*Short problem*: Rewrite the items from the line that has "Q: Put a point on each instance of the bus in" through the line that has "x=356 y=539", requests included, rescaling every answer coordinate by 0.35 and rounding to whole numbers, with halves rounded up. Leave the numbers in the requests and their samples as they are.

········

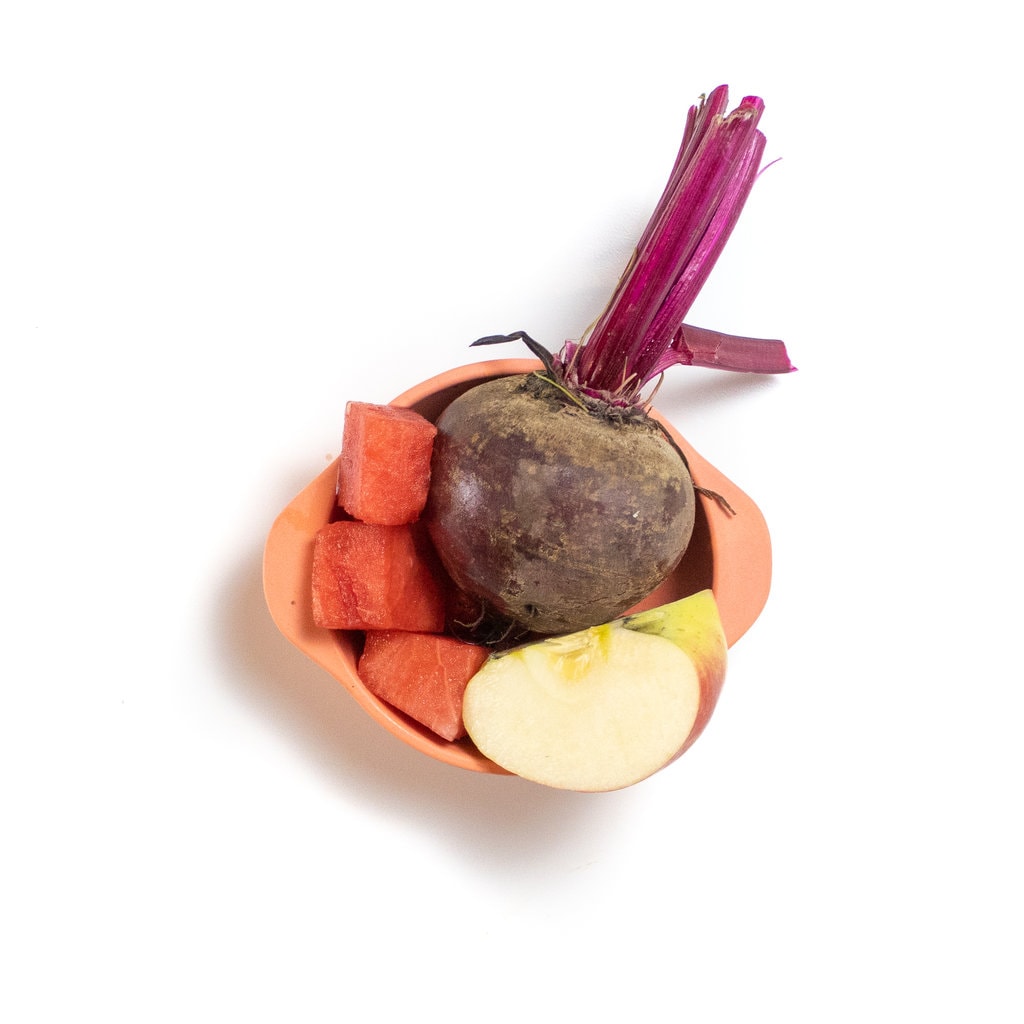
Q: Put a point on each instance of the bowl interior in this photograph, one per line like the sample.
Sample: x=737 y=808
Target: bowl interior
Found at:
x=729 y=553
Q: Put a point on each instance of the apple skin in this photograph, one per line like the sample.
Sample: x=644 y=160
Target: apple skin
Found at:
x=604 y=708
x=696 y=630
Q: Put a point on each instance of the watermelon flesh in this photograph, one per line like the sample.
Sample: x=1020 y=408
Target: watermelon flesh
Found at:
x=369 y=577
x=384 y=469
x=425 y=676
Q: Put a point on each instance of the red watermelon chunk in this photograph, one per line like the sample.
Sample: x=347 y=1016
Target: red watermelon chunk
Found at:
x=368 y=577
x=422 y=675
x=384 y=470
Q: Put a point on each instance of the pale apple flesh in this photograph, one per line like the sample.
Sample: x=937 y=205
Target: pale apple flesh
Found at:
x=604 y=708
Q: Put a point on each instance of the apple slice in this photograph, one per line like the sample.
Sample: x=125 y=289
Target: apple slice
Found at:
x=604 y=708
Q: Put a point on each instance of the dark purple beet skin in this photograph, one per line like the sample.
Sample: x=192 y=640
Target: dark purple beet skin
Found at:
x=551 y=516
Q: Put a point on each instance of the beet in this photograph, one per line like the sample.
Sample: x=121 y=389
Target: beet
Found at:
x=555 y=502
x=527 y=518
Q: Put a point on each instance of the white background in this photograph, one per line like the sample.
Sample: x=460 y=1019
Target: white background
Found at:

········

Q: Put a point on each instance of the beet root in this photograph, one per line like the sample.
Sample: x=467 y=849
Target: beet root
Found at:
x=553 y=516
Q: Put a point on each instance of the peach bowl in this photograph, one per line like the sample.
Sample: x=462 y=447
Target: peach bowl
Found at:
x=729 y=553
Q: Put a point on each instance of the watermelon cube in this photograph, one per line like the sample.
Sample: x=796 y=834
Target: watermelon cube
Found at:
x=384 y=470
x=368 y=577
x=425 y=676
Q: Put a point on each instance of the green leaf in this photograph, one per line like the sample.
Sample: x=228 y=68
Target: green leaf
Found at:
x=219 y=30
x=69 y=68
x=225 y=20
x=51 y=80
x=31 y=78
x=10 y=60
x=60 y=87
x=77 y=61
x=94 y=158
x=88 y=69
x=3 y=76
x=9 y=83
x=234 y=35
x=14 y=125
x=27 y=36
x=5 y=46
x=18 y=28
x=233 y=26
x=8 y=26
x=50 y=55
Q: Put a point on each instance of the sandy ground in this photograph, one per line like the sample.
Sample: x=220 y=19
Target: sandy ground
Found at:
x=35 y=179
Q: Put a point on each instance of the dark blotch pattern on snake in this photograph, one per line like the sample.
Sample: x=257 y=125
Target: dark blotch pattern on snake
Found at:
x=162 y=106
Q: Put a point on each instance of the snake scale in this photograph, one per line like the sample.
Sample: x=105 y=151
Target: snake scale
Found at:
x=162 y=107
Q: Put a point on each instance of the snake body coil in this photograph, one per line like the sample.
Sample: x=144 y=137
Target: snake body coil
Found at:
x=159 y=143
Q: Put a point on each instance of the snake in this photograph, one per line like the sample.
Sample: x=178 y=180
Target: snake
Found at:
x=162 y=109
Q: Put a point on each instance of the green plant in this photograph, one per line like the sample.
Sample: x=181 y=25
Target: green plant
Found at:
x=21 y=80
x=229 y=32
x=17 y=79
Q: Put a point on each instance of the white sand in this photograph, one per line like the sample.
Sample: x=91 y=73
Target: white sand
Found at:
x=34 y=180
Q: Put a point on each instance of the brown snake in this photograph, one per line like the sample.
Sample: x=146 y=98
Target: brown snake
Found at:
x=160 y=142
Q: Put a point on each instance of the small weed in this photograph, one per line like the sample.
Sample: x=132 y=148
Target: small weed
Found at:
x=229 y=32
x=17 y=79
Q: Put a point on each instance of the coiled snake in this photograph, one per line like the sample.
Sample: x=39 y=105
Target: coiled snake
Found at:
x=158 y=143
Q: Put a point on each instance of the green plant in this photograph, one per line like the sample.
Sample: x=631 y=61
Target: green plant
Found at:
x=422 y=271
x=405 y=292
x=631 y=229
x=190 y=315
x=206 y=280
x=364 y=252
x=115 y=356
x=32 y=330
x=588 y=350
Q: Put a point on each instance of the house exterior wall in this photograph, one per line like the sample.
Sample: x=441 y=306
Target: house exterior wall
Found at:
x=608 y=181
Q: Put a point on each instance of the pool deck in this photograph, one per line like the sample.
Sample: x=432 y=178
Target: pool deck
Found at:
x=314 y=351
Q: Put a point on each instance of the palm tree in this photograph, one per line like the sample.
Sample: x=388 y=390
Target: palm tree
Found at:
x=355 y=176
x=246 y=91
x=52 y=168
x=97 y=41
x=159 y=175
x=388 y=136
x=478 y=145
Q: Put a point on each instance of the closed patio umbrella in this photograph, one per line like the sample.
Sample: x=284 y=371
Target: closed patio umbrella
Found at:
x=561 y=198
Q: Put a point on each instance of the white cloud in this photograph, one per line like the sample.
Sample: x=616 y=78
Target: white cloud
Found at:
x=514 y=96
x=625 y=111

········

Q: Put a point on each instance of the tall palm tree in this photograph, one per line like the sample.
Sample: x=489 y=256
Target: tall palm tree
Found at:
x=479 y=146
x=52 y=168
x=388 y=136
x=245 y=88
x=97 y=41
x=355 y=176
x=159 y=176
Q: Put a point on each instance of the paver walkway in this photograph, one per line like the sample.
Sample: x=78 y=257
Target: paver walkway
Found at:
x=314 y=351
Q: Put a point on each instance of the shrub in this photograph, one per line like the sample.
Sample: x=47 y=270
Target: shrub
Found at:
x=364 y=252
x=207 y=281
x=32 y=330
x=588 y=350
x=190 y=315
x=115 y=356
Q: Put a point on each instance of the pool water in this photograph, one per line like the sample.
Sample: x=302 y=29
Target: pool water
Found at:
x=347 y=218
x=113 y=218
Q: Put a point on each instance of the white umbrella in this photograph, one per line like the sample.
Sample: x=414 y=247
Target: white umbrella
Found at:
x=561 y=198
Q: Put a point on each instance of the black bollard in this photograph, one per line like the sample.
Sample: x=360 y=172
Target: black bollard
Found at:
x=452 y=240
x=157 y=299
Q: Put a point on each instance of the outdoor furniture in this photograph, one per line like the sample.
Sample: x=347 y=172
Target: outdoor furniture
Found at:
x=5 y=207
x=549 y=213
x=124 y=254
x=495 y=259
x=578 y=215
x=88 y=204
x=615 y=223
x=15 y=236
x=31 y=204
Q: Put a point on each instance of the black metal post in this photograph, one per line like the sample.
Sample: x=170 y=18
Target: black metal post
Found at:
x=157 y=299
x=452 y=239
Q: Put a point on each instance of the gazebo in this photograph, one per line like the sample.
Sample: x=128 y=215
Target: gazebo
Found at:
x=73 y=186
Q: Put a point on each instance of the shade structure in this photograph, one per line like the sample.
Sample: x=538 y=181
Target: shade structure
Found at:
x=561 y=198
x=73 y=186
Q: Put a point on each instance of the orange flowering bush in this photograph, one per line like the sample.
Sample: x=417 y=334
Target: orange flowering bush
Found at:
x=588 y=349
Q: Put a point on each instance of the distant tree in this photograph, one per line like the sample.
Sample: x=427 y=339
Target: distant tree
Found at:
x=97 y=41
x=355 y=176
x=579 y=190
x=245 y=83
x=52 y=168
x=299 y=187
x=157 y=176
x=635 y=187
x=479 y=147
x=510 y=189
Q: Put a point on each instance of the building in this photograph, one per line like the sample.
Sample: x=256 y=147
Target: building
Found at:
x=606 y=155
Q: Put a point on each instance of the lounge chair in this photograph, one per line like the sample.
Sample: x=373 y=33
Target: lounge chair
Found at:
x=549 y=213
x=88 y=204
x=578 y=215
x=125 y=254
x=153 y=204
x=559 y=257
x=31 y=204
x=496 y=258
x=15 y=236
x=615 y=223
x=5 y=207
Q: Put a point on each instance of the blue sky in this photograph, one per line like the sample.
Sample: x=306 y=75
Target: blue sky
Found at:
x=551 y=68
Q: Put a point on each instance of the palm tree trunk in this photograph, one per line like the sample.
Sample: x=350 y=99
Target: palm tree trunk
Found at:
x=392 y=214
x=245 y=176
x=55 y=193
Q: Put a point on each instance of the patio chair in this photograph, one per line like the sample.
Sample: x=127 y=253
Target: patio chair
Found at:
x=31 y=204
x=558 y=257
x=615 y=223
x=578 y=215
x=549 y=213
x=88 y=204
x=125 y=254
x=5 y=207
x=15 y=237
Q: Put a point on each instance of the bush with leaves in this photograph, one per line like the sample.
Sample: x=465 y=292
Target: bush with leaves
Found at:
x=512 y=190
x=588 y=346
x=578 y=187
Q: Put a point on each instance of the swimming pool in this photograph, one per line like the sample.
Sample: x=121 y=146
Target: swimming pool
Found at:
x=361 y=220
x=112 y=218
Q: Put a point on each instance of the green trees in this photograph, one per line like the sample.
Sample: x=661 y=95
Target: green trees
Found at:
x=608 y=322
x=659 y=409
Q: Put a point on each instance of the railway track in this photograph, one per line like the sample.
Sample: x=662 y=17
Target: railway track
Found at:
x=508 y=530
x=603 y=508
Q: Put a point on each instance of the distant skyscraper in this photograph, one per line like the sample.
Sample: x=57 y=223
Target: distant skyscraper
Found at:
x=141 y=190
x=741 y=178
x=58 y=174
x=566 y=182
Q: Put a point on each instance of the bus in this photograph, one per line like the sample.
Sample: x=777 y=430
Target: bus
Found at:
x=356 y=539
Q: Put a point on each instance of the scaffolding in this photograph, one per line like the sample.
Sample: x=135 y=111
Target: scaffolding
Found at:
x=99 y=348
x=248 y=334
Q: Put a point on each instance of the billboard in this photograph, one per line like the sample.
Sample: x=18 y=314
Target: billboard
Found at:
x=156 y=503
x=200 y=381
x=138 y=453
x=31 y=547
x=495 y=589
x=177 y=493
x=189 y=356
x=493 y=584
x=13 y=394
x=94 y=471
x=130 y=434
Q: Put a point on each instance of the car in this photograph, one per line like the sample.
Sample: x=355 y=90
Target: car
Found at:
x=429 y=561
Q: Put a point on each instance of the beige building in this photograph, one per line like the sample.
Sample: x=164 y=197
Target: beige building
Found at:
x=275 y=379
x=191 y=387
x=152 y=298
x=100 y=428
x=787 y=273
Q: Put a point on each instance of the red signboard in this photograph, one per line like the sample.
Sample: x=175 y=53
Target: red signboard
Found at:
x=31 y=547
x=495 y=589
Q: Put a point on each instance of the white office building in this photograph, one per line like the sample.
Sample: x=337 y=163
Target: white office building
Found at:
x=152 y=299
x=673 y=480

········

*Answer for the task*:
Q: Put a point on each instance of the bus in this photograph, one per line like the sample.
Sample: x=777 y=430
Target: bus
Found at:
x=125 y=189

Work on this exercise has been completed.